* Data listing:

•••

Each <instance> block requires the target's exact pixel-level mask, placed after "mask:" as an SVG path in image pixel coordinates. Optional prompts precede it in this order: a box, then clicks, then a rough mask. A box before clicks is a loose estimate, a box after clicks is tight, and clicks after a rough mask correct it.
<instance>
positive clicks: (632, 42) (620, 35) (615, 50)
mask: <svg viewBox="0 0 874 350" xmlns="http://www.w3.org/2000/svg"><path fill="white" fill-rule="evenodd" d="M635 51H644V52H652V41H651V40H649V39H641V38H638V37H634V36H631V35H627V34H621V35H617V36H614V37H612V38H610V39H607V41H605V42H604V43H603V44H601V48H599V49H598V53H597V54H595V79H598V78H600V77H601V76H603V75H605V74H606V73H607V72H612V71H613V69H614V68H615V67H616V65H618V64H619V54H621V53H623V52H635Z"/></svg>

•••

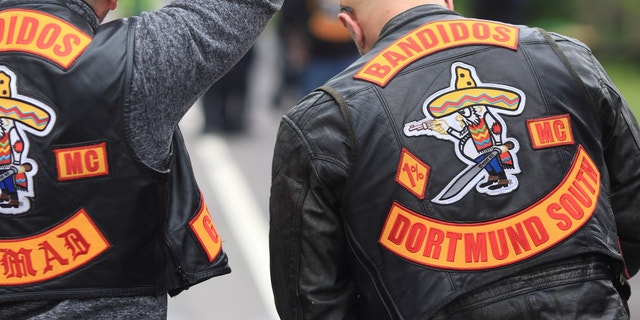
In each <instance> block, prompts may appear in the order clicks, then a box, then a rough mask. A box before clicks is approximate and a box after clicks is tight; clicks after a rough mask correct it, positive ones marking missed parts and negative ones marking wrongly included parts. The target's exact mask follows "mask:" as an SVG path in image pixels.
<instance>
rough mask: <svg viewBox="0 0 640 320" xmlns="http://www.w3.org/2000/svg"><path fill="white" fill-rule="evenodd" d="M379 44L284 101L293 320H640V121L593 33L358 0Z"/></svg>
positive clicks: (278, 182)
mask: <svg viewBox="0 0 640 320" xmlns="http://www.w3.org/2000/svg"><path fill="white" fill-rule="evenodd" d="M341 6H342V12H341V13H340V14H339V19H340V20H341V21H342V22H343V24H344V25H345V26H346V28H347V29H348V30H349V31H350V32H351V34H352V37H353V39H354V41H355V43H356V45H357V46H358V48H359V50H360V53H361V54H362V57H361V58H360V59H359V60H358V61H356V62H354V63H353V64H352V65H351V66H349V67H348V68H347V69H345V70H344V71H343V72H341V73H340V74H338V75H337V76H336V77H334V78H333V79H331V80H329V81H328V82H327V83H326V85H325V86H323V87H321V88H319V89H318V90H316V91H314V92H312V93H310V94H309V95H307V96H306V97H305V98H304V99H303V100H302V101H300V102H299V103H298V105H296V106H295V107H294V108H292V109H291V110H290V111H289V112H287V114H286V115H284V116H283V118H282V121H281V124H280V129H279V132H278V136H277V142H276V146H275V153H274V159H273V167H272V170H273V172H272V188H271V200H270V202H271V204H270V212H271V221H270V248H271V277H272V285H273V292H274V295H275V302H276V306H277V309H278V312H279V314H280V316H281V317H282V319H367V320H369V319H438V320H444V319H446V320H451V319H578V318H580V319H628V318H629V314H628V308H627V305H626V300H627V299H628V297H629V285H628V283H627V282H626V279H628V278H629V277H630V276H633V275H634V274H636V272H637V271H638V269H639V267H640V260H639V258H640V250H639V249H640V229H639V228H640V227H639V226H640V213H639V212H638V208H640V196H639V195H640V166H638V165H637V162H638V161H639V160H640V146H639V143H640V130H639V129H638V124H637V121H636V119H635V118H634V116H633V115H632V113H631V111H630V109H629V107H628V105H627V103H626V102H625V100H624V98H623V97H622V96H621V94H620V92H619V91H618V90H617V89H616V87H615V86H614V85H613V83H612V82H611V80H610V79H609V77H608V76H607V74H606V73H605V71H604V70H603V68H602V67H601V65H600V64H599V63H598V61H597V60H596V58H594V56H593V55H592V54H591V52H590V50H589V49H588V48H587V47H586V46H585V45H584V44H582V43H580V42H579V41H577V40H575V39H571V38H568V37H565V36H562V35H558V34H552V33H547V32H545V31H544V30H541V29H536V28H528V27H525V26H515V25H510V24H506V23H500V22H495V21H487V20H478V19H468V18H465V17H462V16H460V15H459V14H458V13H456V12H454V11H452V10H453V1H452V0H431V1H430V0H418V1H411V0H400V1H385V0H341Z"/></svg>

•••

* Directions for this task: Format the lines as a Markdown table with the columns Row and Line, beginning with the line that contains "In each <instance>" and ending with the line that contains "positive clicks: (278, 182)". Omit blank lines.

* Completed exercise:
| Row | Line |
|---|---|
| 1 | In each <instance> block, prompts may appear in the order clicks, then a box, then a rough mask. A box before clicks is approximate and a box after clicks is tight; clicks after a rough mask correct it, positive ones marking missed parts and negative ones marking wrongly included parts. The target's exact mask follows "mask:" as an SVG path in image pixels. |
| 2 | <instance> |
| 3 | rough mask: <svg viewBox="0 0 640 320" xmlns="http://www.w3.org/2000/svg"><path fill="white" fill-rule="evenodd" d="M379 44L284 101L293 320H640V121L593 33L358 0Z"/></svg> |
| 4 | positive clicks: (278, 182) |